=== DATA RECORDS ===
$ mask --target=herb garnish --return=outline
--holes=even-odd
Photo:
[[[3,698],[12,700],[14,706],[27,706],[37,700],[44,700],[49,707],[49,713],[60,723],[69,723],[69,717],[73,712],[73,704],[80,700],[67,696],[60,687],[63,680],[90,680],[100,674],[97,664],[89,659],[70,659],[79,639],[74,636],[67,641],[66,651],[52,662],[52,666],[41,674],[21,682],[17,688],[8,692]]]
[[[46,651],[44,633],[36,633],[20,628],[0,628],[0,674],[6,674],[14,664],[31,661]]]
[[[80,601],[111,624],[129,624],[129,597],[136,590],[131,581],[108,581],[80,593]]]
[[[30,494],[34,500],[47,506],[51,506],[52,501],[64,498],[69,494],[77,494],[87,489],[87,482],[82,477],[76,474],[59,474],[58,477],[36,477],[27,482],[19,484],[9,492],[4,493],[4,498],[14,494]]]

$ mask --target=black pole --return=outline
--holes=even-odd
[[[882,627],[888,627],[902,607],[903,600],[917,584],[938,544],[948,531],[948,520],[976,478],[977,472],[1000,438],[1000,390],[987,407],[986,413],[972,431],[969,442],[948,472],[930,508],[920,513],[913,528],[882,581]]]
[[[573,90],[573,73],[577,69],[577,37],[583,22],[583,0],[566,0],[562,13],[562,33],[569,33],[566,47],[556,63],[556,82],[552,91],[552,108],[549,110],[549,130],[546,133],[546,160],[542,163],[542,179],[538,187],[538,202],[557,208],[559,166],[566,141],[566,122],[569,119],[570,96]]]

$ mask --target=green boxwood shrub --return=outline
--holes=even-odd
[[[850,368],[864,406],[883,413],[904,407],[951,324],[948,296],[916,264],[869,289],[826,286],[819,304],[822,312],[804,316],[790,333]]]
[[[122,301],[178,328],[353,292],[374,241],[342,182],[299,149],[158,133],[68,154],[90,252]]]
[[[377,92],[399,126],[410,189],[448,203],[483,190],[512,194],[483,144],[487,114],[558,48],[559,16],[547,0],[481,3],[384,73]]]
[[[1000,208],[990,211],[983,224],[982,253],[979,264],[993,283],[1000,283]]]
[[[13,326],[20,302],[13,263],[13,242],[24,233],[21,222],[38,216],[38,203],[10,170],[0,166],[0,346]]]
===
* _EXERCISE REQUIREMENTS_:
Please write out every line of the listing above as a numbered list, omitting the blank lines.

* _RESULT OF THE TASK_:
1. $ mask --target=herb garnish --return=outline
2. --holes=even-odd
3. Photo:
4. [[[3,698],[12,700],[14,706],[27,706],[37,700],[44,700],[49,707],[49,713],[60,723],[69,723],[69,717],[73,712],[73,704],[80,700],[67,696],[60,687],[63,680],[90,680],[100,674],[97,664],[89,659],[70,659],[79,639],[74,636],[67,641],[66,651],[52,662],[52,666],[41,674],[21,682],[17,688],[8,692]]]
5. [[[46,651],[44,633],[36,633],[20,628],[0,628],[0,674],[6,674],[14,664],[31,661]]]
6. [[[80,601],[111,624],[129,624],[129,597],[136,590],[131,581],[108,581],[80,593]]]
7. [[[30,494],[34,500],[47,506],[51,506],[52,501],[64,498],[69,494],[77,494],[87,489],[87,482],[82,477],[76,474],[59,474],[58,477],[36,477],[27,482],[19,484],[9,492],[4,493],[4,498],[14,494]]]
8. $ mask --target=black pole --return=outline
9. --holes=even-odd
10. [[[882,627],[888,627],[902,607],[903,600],[917,584],[938,544],[948,531],[948,520],[976,478],[977,472],[1000,438],[1000,390],[987,407],[986,413],[972,431],[969,442],[948,472],[930,508],[920,513],[913,528],[882,581]]]
11. [[[573,90],[573,73],[577,69],[577,37],[583,22],[583,0],[566,0],[562,13],[562,33],[569,33],[566,47],[556,63],[556,82],[552,91],[552,108],[549,110],[549,130],[546,133],[546,160],[542,163],[542,179],[538,187],[538,202],[557,208],[559,166],[566,141],[566,122],[569,119],[570,96]]]
12. $ mask --target=green boxwood shrub --return=outline
13. --holes=even-odd
14. [[[850,368],[864,406],[883,413],[904,407],[951,324],[948,296],[916,264],[869,289],[826,286],[819,304],[822,312],[804,316],[790,333]]]
15. [[[122,301],[178,328],[353,292],[374,241],[342,182],[299,149],[158,133],[68,154],[90,252]]]
16. [[[377,92],[399,126],[410,189],[448,203],[483,190],[512,194],[483,144],[487,114],[558,48],[559,16],[547,0],[481,3],[384,73]]]
17. [[[1000,208],[990,211],[983,224],[982,253],[979,264],[993,283],[1000,283]]]
18. [[[13,326],[20,302],[13,263],[13,242],[24,233],[21,222],[38,216],[38,203],[10,170],[0,166],[0,346]]]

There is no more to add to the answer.